Problem statement: Can you put all of the material below into a two-column CSV with the headers "request" and "answer", one row per request and each value in a quoted field, with line breaks replaced by spaces?

(Items listed in a dataset)
────
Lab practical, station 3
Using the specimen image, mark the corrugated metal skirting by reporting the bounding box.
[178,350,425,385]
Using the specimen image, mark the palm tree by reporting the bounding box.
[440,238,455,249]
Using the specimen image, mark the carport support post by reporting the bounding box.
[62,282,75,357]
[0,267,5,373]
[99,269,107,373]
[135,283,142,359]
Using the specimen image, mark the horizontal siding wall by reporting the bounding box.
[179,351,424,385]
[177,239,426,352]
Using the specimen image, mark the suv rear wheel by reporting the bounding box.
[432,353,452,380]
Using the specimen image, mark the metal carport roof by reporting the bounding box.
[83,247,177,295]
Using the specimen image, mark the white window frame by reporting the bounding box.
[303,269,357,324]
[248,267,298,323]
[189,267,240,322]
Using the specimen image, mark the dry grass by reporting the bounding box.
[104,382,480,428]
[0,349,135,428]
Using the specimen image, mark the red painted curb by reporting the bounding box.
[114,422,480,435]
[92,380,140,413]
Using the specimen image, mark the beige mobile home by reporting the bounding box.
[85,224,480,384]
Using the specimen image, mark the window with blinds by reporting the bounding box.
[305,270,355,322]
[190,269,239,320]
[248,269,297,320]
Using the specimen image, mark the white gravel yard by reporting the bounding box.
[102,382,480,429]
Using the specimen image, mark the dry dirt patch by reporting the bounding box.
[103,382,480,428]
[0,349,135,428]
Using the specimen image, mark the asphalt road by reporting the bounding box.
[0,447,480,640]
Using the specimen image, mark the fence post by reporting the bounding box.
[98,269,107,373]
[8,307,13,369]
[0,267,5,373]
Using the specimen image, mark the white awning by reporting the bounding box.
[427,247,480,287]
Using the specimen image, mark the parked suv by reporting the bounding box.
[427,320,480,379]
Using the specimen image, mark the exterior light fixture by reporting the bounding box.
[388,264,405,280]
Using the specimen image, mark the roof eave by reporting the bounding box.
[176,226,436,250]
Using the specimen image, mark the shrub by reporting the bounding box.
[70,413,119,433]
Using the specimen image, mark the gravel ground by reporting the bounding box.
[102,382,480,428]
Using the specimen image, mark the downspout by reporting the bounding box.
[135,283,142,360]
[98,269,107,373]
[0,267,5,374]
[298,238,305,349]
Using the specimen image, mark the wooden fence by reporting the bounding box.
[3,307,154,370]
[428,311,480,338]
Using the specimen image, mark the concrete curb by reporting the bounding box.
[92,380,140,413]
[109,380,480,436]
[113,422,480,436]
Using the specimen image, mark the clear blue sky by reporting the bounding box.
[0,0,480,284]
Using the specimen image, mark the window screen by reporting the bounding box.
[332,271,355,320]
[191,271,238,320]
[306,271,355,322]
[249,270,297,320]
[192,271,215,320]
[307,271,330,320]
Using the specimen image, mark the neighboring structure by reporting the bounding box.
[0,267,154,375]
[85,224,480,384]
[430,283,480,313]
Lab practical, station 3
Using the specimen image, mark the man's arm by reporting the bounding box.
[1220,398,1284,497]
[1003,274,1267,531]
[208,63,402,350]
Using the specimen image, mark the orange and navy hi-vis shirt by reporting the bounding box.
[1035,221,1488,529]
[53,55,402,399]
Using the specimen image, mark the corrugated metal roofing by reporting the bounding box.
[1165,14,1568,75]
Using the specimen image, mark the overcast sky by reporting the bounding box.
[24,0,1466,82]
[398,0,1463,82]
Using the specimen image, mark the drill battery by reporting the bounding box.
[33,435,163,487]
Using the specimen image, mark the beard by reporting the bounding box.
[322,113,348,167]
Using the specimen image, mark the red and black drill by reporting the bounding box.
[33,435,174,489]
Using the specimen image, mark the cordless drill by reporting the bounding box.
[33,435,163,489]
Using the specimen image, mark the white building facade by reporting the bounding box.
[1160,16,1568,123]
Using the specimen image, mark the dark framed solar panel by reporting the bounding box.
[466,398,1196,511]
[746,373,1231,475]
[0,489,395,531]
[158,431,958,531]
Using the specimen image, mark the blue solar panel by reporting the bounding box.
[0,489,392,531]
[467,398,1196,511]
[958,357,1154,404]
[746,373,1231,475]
────
Exercise response:
request,answer
"Lab practical, station 3 Using the specimen image, mark the corrugated metal skirting by reporting the bounding box.","[178,350,425,385]"
"Using the specimen image, mark the palm tree by reporting the bounding box.","[440,238,455,249]"
"Using the specimen image, mark the carport support post by reporting the bounding box.","[62,282,75,357] [0,267,5,373] [99,269,107,373] [135,283,142,359]"
"Using the specimen image, mark the horizontal siding wall by reporting the bounding box.","[179,351,424,385] [177,239,426,352]"
"Using the specimen image, mark the suv rear wheel by reporting the bounding box.","[432,353,452,380]"
"Using the specimen image, mark the metal carport roof by reporting the bounding box.","[83,247,177,295]"
"Using the specimen image, mark the white window frame by reporting the bounding box.","[303,269,357,324] [248,267,298,323] [189,267,240,322]"
"Using the specimen image, mark the dry grass by reporting the bounding box.","[104,382,480,428] [0,349,135,428]"
"Using the specimen image, mark the red painted curb by reporting the bounding box.","[114,422,480,435] [92,380,140,413]"
"Using the specimen image, mark the beige mobile home by reporting the bounding box.","[85,224,480,384]"
"Using the specimen image, mark the window with blinds by reporting the bounding box.","[305,270,355,322] [190,269,239,320] [248,269,297,320]"
"Using the specimen image, mark the white gravel yard by reporting the bounding box.","[102,382,480,429]"
"Using the specimen image, mark the dry dirt patch by reporting the bounding box.","[103,382,480,428] [0,349,135,428]"
"Using the specimen image, mark the asphalt road by reporting the bounding box.","[0,447,480,640]"
"Using the specimen image, mark the fence post by reporting the bounding box.","[98,269,107,373] [8,307,13,369] [0,267,5,373]"
"Using the specimen image, mark the white awning by reporting the bounding box.","[427,247,480,287]"
"Using the specimen image, mark the parked suv by reporting the bounding box.","[427,320,480,379]"
"Using the specimen image, mark the exterior light fixture by reporting the bounding box.","[388,264,405,280]"
"Using the specimen image, mark the roof eave by reporting the bounding box.","[176,226,436,250]"
"Using the specimen image, mark the shrub by reporting the bounding box.","[70,413,119,433]"
"Using the specimen image, mark the gravel ground by reporting the bounding box.","[102,382,480,428]"
"Using the specimen image, mark the downspout by reporting the bounding box.","[135,283,142,360] [98,269,107,373] [0,267,5,374] [298,238,305,349]"
"Using the specimen image, mark the wooden fence by reporting the bounding box.","[3,307,154,370] [428,311,480,338]"
"Using the specimen image, mark the concrete curb by reporting the bounding box.","[92,380,140,413] [109,380,480,436] [113,422,480,436]"
"Using the specimen image, mark the clear blue sky by reporting the bounding box.","[0,0,480,284]"
"Using the specimen image, mark the window screen by reporting the bounding box.","[332,271,355,320] [191,271,238,320] [306,271,355,322] [249,270,297,320] [192,271,215,320] [307,271,330,320]"
"Using the specimen image, mark the neighboring structure by reporting the bounding box.","[0,267,154,375] [85,224,480,384] [430,283,480,313]"
"Lab practical, station 3 Using the specimen image, mark the man's arm by reporting the bounding box.","[1220,398,1284,497] [1003,274,1267,531] [208,63,402,350]"
"Using the specimen image, mark the orange and navy hi-vis shirt by reporting the bounding box.","[1035,221,1488,529] [53,55,402,399]"
"Using the specimen image, mark the corrugated metal roofing by reporting the bounding box.","[1165,14,1568,75]"
"Using the specimen image, mark the overcast sky by reporting the bounding box.","[24,0,1466,82] [398,0,1463,82]"
"Using the specimen image, mark the drill battery by reporting the bounding box.","[33,435,163,487]"
"Using the specimen image, mark the beard by reporting the bounding box.","[322,113,348,167]"
"Using the specimen image, mark the red and black drill by reporting the bounding box.","[33,435,174,489]"
"Using the specimen image, mark the cordless drill by reporting the bounding box.","[33,435,163,489]"
"Using the specimen image, mark the white building facade by reporting the bounding box.","[1160,16,1568,123]"
"Using the specimen image, mark the dark framed solar panel by reporting the bounding box.","[466,398,1196,511] [746,373,1231,475] [0,489,395,531] [158,431,958,531]"
"Using the specimen image, mark the blue solar panel by reporting the bounding box.","[0,489,392,531] [467,398,1196,511] [958,357,1154,404] [746,373,1231,475]"